Directive
Format every line of the listing below as a numbered list, skipping blank lines and leaving the pictures out.

Material
==============================

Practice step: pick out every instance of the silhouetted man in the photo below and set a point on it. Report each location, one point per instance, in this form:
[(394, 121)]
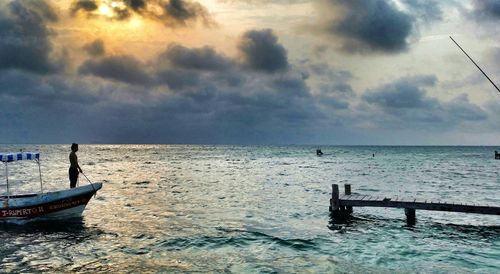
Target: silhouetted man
[(74, 168)]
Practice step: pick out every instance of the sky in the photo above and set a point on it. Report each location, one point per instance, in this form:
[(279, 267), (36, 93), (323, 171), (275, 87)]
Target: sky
[(340, 72)]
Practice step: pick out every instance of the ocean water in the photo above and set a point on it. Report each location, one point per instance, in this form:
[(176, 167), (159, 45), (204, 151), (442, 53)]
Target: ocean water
[(257, 209)]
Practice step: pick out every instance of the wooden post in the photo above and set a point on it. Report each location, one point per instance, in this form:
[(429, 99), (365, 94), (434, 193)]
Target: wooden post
[(335, 198), (411, 218), (347, 191)]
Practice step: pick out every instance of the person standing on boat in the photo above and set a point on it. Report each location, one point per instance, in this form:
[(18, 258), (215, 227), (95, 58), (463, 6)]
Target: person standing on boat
[(74, 168)]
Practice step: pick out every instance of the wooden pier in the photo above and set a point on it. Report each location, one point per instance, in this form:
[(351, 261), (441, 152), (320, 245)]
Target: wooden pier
[(342, 205)]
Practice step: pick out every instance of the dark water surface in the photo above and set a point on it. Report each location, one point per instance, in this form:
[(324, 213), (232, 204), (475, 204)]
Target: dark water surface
[(187, 208)]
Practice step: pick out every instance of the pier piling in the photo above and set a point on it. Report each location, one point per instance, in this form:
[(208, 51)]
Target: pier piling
[(341, 206)]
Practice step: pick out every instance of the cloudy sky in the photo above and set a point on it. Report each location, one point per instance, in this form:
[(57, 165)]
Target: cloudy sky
[(249, 71)]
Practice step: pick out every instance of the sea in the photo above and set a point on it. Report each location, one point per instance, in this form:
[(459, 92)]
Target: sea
[(256, 209)]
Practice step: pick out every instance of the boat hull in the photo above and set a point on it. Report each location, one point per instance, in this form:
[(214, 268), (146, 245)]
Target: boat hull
[(51, 205)]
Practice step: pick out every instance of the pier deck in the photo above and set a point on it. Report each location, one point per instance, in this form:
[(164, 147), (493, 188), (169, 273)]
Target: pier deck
[(341, 205)]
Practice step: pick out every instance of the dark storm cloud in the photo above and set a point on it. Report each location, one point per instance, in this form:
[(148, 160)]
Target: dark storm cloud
[(369, 25), (182, 11), (95, 48), (204, 58), (136, 5), (178, 79), (122, 68), (375, 26), (85, 5), (462, 109), (486, 9), (172, 13), (405, 93), (425, 10), (405, 103), (25, 38), (261, 51), (44, 9)]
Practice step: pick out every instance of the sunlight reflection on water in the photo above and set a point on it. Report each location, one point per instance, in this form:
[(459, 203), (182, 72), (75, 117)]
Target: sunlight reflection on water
[(180, 208)]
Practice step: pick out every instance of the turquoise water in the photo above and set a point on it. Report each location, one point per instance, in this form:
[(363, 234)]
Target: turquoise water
[(255, 209)]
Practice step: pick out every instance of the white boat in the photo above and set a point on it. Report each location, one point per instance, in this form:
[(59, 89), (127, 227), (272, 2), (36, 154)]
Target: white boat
[(61, 204)]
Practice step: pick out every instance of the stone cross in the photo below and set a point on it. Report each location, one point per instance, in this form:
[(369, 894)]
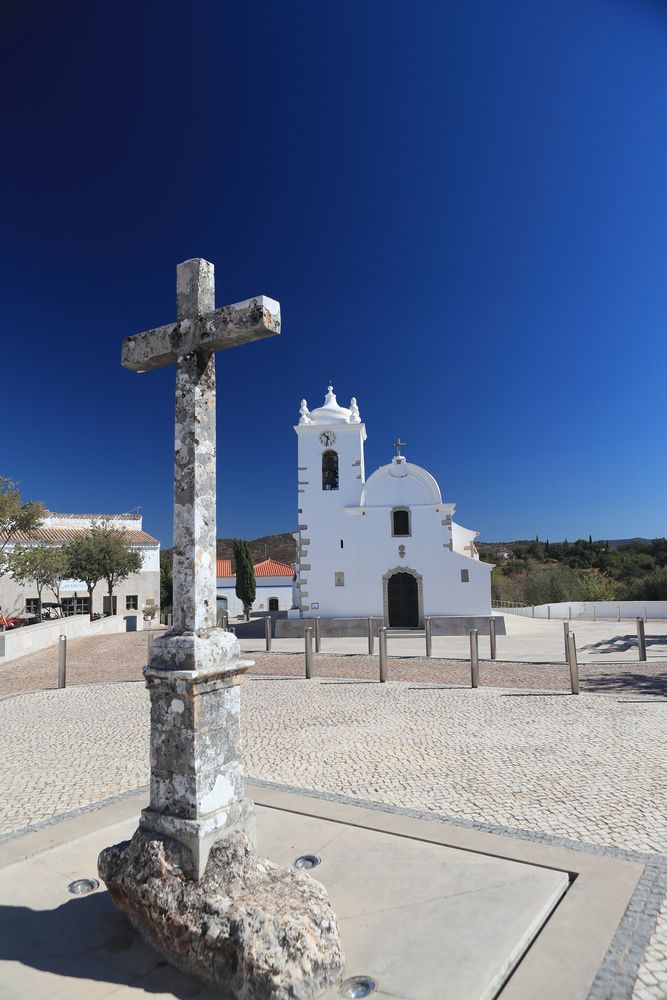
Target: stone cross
[(189, 343), (194, 670)]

==============================

Output below
1. Practice step: pick out every instance of the silhouetted man in the photo below and set a point on it. Report each location, one point per instance, in this form:
2. [(394, 121)]
3. Target: silhouetted man
4. [(74, 168)]
5. Practice step: pick out every instance of the sky in the photo above and set a point on it. Report each location, one point per instance, in this form:
6. [(279, 267), (36, 93), (323, 171), (275, 87)]
7. Target: sky
8. [(340, 72)]
9. Practice step: pick out every instance of the ocean water in the photo above and set a point on it. Report each location, one point per instance, in this form:
10. [(176, 167), (159, 45), (204, 151), (442, 53)]
11. Target: ocean water
12. [(257, 209)]
13. Practice step: pick out every instance of the wooden post in the photo above and set a point on it. Report each location, one point per instance, in this form:
14. [(429, 99), (365, 94), (434, 193)]
15. Target: wooden post
16. [(335, 198), (411, 218), (347, 191)]
17. Practice step: pick out every instance of the person standing on boat in the photo above and set a point on it. Report each location, one point per instance, in this form:
18. [(18, 258), (215, 227), (95, 58), (463, 6)]
19. Target: person standing on boat
20. [(74, 168)]
21. Practice step: pick out every instance of the wooden pier in the photo above and set a point on it. Report each location, one point per instance, in this form:
22. [(351, 261), (441, 152), (320, 245)]
23. Target: wooden pier
24. [(342, 205)]
25. Practice step: pick out every instance of the dark water surface in the photo above and set a point on it. Report each location, one point per instance, in this form:
26. [(324, 213), (232, 204), (475, 204)]
27. Target: dark water surface
28. [(187, 208)]
29. Practice step: pick out every instance of the pier piling in the photo above and set a point on it. Report each location, one point per instance, in this form:
30. [(208, 51)]
31. Target: pier piling
32. [(341, 206)]
33. Practice step: pick out every instance of the cloudy sky in the photo above and set a point on it. Report each location, one point per instance, in this form:
34. [(57, 165)]
35. Target: cloudy sky
36. [(249, 71)]
37. Practice step: pick out every instance of the sea in the photo above and set a point on it. Report each location, one point per instance, in this form:
38. [(459, 92)]
39. Target: sea
40. [(256, 209)]
41. Practice step: pick out every instance of the boat hull in the photo above and set a point on it. Report each location, one point per instance, in this form:
42. [(214, 268), (146, 245)]
43. Target: boat hull
44. [(51, 205)]
45. Practice step: pick out every instance of the pier deck in the photo above and set a point on it. Report each location, one point per instance, in this form:
46. [(164, 147), (493, 188), (169, 273)]
47. Target: pier deck
48. [(341, 205)]
49. Practice step: pick out every instance of the dark storm cloud in the photo above and set a point on it. Report each location, one point per instance, in this form:
50. [(148, 160)]
51. Target: dark storm cloud
52. [(369, 25), (182, 11), (95, 48), (204, 58), (136, 5), (178, 79), (122, 68), (375, 26), (85, 5), (462, 109), (486, 9), (172, 13), (405, 93), (425, 10), (405, 103), (25, 38), (261, 51), (44, 9)]
53. Practice step: pick out every instance of the sunlight reflection on water in the photo above and set a point on it. Report each location, one point per instance, in this form:
54. [(459, 203), (182, 72), (75, 117)]
55. Target: sunlight reflection on water
56. [(180, 208)]
57. Practice step: pick out every instance of the turquoise water in the photo above and set a point on it. Report each location, one point per instance, in this form:
58. [(363, 234)]
59. Target: turquoise water
60. [(255, 209)]
61. Practice step: pick out every instance of the white boat in the photo above and set a point on it. Report each location, one point per instance, in this form:
62. [(59, 89), (127, 227), (272, 2), (36, 154)]
63. Target: white boat
64. [(61, 204)]
65. Practice step: pick out every instance of the stone cross in the photo below and set a point on it. Report each location, one point per instance, in this form:
66. [(369, 894)]
67. Target: stone cross
68. [(189, 343), (194, 670)]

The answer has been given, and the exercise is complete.